Requirements:
Count the lines in the items below that contain the string "blonde", treating case as significant, and reply with only that number.

** start of Record list **

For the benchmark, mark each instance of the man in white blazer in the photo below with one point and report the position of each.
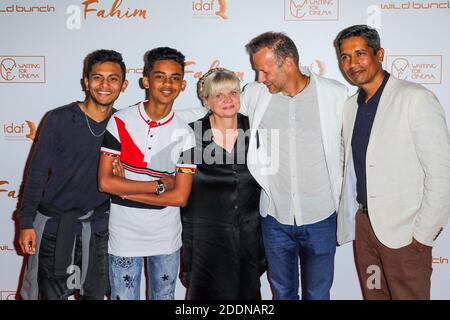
(294, 154)
(396, 151)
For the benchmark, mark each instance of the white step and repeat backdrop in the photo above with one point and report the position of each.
(43, 43)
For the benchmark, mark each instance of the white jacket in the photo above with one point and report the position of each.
(331, 97)
(407, 167)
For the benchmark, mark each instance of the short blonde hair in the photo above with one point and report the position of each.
(215, 80)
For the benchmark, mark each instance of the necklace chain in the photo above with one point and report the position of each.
(89, 126)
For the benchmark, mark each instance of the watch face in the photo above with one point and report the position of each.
(160, 189)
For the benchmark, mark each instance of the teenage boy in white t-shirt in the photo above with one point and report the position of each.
(149, 139)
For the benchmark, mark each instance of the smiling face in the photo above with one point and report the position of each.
(360, 64)
(225, 102)
(104, 84)
(165, 82)
(269, 71)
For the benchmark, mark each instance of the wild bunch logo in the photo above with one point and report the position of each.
(209, 9)
(304, 10)
(17, 8)
(22, 69)
(19, 131)
(425, 69)
(13, 194)
(415, 5)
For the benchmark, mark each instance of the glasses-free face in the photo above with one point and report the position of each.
(269, 71)
(360, 64)
(165, 82)
(105, 83)
(224, 103)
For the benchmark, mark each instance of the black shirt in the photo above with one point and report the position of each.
(63, 167)
(361, 134)
(223, 253)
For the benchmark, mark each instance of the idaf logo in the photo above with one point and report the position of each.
(209, 9)
(304, 10)
(22, 69)
(425, 69)
(19, 131)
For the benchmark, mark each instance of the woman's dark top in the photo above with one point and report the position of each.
(223, 254)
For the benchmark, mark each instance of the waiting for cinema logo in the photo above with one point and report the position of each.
(426, 69)
(304, 10)
(210, 9)
(22, 69)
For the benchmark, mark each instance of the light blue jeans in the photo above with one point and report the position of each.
(125, 276)
(314, 244)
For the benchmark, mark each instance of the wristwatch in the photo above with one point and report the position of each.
(160, 188)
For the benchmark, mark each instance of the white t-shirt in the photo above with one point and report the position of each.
(148, 151)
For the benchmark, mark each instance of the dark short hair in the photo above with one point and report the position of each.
(361, 30)
(162, 53)
(100, 56)
(281, 45)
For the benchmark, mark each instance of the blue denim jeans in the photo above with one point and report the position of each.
(125, 276)
(314, 244)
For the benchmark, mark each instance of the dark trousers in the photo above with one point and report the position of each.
(390, 274)
(53, 287)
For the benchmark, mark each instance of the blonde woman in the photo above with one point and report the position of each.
(223, 254)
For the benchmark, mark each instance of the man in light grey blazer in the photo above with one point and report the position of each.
(396, 153)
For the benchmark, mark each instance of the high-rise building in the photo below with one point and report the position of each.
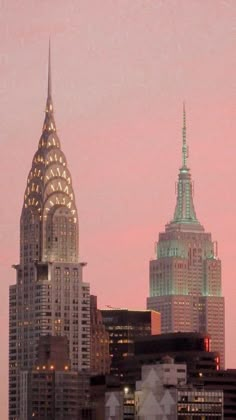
(164, 394)
(51, 390)
(49, 297)
(124, 326)
(185, 277)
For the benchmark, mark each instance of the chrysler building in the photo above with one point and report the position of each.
(49, 297)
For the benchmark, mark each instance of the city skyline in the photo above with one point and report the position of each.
(123, 103)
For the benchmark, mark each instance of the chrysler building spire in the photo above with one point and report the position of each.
(184, 215)
(184, 147)
(49, 122)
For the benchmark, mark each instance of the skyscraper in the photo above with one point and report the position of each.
(49, 297)
(185, 277)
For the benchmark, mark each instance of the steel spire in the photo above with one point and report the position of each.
(184, 144)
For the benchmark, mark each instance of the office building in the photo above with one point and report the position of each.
(163, 394)
(185, 277)
(193, 349)
(100, 360)
(49, 297)
(51, 390)
(124, 326)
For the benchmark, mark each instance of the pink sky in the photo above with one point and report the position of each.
(121, 70)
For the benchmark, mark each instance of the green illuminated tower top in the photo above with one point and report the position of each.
(185, 218)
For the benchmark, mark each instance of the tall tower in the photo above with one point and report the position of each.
(185, 277)
(49, 297)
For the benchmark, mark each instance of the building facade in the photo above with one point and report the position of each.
(124, 326)
(162, 394)
(49, 296)
(51, 390)
(185, 277)
(100, 360)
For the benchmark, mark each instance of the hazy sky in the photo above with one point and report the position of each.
(121, 70)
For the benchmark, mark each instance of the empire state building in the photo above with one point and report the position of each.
(185, 276)
(49, 297)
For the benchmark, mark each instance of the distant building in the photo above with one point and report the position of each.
(185, 277)
(162, 394)
(51, 390)
(49, 297)
(99, 341)
(194, 349)
(124, 326)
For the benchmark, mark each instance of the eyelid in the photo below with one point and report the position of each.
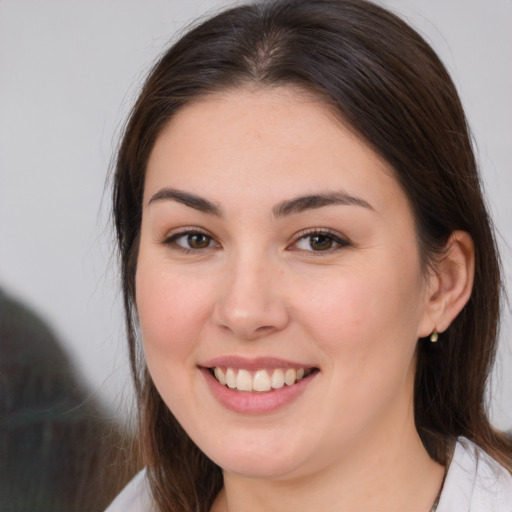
(171, 237)
(341, 240)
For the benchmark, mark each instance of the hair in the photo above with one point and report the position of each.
(384, 81)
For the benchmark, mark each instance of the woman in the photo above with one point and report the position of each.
(307, 254)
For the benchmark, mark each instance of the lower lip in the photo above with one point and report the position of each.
(256, 403)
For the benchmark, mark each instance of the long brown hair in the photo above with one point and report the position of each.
(385, 81)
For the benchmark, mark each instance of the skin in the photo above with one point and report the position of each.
(354, 310)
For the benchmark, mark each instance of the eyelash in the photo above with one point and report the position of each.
(173, 240)
(334, 241)
(340, 243)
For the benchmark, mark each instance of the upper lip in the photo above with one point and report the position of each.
(257, 363)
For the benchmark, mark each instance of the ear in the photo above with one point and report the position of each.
(449, 284)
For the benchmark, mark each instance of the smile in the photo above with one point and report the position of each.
(262, 380)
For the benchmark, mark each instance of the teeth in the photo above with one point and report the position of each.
(277, 379)
(231, 378)
(219, 375)
(260, 381)
(244, 381)
(290, 376)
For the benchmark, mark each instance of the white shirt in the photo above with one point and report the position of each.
(474, 483)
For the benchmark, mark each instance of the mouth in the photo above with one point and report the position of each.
(261, 380)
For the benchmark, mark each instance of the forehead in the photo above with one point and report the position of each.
(263, 142)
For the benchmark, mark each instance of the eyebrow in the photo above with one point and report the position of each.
(313, 201)
(285, 208)
(193, 201)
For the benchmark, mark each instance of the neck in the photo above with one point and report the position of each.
(392, 472)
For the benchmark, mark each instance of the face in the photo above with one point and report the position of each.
(278, 287)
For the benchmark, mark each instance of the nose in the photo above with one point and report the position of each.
(251, 301)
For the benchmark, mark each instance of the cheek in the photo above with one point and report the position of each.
(170, 311)
(365, 312)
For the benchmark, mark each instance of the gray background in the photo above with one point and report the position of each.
(69, 72)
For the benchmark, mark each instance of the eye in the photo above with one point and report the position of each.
(191, 241)
(320, 241)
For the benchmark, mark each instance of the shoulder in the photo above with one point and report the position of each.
(475, 482)
(135, 497)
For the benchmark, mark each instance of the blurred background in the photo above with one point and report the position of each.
(69, 73)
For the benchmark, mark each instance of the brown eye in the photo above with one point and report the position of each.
(321, 242)
(198, 241)
(191, 241)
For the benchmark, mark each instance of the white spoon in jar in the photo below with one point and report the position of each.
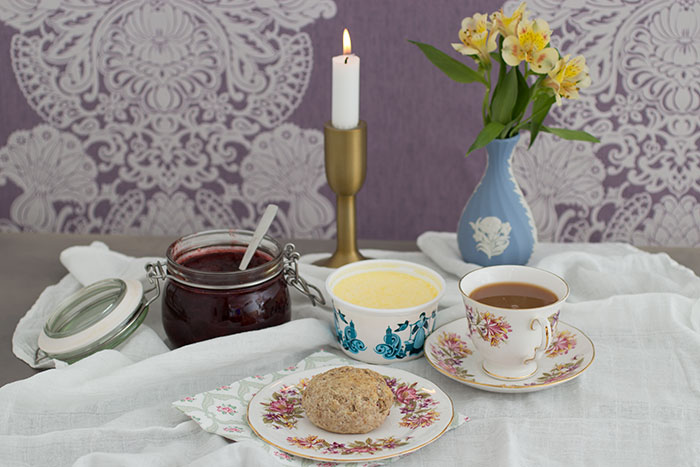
(260, 231)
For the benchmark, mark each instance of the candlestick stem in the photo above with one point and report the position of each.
(346, 167)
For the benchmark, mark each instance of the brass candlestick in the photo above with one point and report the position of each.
(346, 167)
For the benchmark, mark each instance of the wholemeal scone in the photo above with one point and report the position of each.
(347, 400)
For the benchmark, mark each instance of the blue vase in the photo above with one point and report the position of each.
(496, 226)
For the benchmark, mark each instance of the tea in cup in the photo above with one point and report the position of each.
(511, 315)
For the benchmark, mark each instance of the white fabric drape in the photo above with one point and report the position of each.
(638, 403)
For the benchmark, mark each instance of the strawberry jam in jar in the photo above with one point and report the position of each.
(206, 295)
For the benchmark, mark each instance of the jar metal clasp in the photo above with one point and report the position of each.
(292, 277)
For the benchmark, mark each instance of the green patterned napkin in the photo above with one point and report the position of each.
(223, 410)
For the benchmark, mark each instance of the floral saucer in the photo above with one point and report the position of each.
(421, 414)
(450, 351)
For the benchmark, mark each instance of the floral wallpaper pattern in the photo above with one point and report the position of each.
(163, 117)
(172, 116)
(641, 184)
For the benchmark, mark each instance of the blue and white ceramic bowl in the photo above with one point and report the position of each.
(380, 336)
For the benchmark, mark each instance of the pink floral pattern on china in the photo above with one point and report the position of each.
(284, 409)
(493, 329)
(367, 446)
(417, 407)
(449, 353)
(565, 341)
(559, 372)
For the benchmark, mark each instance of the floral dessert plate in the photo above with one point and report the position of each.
(422, 412)
(450, 351)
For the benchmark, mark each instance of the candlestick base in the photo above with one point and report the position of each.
(346, 167)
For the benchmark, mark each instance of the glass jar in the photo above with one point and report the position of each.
(206, 296)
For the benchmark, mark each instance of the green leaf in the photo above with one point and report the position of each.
(523, 95)
(455, 69)
(504, 97)
(540, 109)
(576, 135)
(486, 135)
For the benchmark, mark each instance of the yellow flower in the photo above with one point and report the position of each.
(530, 44)
(568, 77)
(507, 25)
(477, 36)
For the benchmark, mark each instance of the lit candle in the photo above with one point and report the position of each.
(345, 101)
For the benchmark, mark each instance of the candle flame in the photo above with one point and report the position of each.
(347, 46)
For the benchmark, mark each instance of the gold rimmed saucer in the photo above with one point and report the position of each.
(450, 351)
(274, 414)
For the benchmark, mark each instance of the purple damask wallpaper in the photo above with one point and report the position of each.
(172, 116)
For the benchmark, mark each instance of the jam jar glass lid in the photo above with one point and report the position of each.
(99, 316)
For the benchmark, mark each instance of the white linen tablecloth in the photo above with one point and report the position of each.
(638, 403)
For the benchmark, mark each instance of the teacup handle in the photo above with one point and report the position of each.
(546, 336)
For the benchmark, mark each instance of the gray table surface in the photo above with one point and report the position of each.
(30, 264)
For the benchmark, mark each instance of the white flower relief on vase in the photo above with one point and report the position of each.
(492, 236)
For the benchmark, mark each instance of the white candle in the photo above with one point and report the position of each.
(345, 100)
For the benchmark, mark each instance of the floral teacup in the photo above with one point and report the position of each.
(511, 341)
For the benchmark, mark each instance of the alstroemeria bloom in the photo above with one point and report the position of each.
(507, 25)
(530, 44)
(477, 36)
(567, 77)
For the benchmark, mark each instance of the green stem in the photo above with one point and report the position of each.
(533, 93)
(485, 104)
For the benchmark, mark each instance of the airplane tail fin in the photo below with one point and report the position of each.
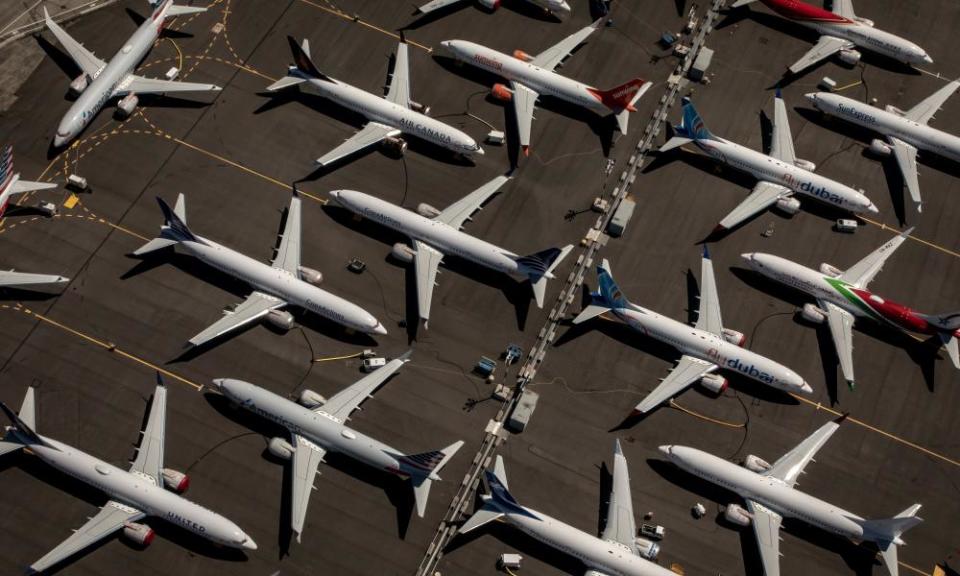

** end of Record list **

Written reply:
2